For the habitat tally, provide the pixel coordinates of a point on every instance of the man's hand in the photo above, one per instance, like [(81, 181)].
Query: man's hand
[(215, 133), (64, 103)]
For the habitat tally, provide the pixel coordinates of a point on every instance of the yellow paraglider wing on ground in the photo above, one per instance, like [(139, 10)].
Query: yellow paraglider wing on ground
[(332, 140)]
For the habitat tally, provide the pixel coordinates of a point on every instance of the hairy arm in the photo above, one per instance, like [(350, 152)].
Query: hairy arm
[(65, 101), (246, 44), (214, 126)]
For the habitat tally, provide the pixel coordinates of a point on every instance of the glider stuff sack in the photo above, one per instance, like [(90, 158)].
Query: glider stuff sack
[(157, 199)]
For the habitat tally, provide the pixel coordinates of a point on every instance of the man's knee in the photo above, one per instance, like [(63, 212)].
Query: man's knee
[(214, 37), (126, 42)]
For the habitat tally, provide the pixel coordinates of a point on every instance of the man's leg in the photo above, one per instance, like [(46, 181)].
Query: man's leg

※ ※ ※

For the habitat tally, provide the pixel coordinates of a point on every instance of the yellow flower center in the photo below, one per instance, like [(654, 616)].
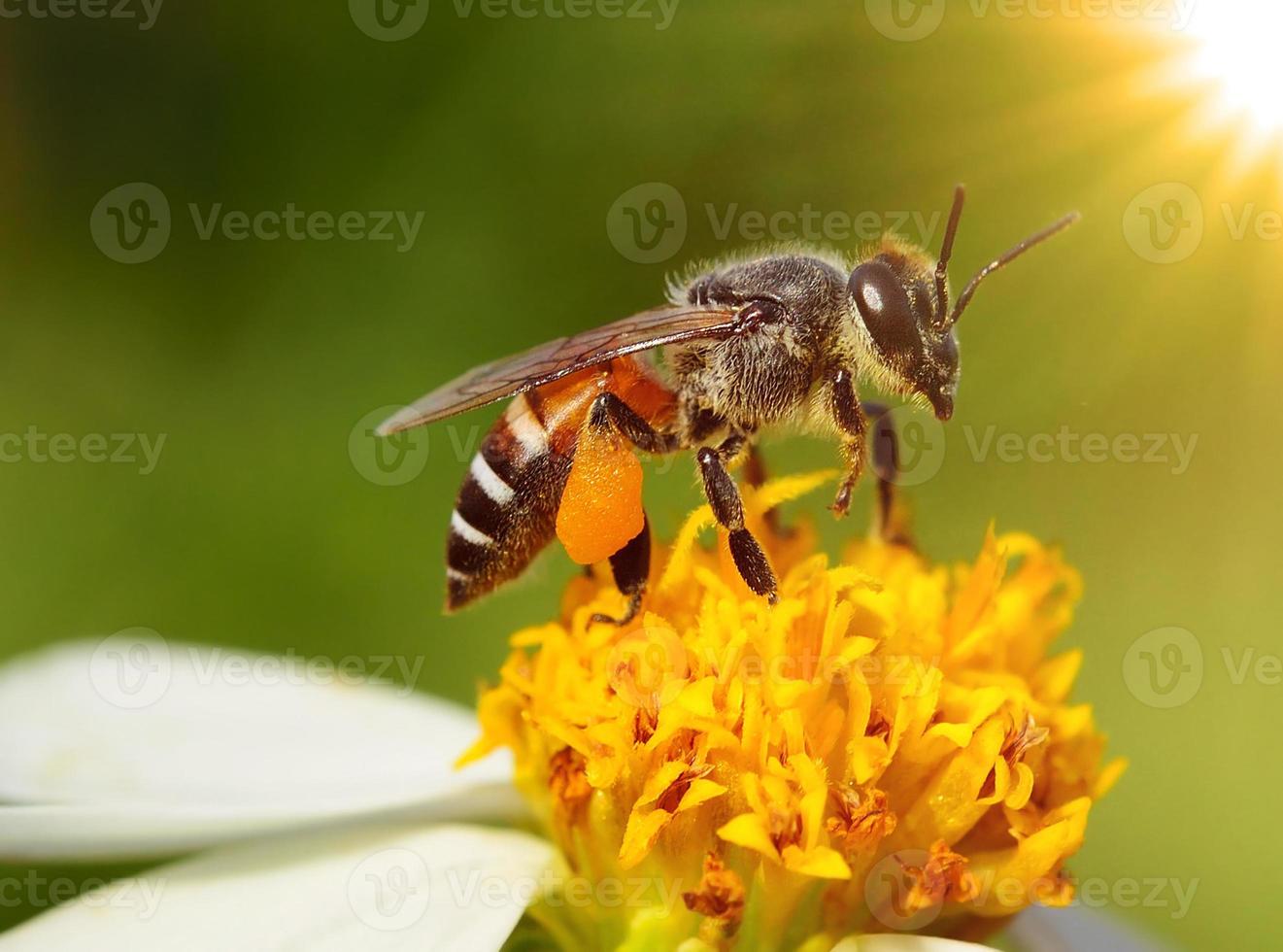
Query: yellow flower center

※ ※ ※

Exercise objective => With the first line being the one containing "like [(81, 181)]." and the last line the one containing "Query: man's leg", transcribe exactly the lines above that fall in that range.

Written response =>
For the habitat tally, provide the pixel coordinates of a point on every instance of the man's hand in the photo above, one per instance, like [(81, 181)].
Query: man's hand
[(215, 133), (64, 103)]
For the habitat tally, provide the pixel coordinates of a point on every instance of the yellow paraglider wing on ground in the photo above, one per instance, like [(139, 10)].
Query: yellow paraglider wing on ground
[(332, 140)]
For the habitat tally, provide the pixel coordinates of a point on every instance of the hairy arm in the photo above, one per instance, like [(350, 152)].
Query: hairy arm
[(65, 101), (246, 44), (214, 126)]
For the habitat tally, provide the pixel coordinates of a point on every instance of the glider stuff sack in the photo above, one per instance, like [(90, 158)].
Query: glider stuff sack
[(157, 199)]
For the habitat tally, provide the pixel coordinates of a point on every instance of the man's knee in the photo above, one per instance, like [(63, 212)].
Query: man's knee
[(214, 37), (126, 42)]
For the habitat tally, provide the pixel coordinates of a point on every instance of the man's leg in the photo above, one per instance, like [(46, 181)].
Query: man's leg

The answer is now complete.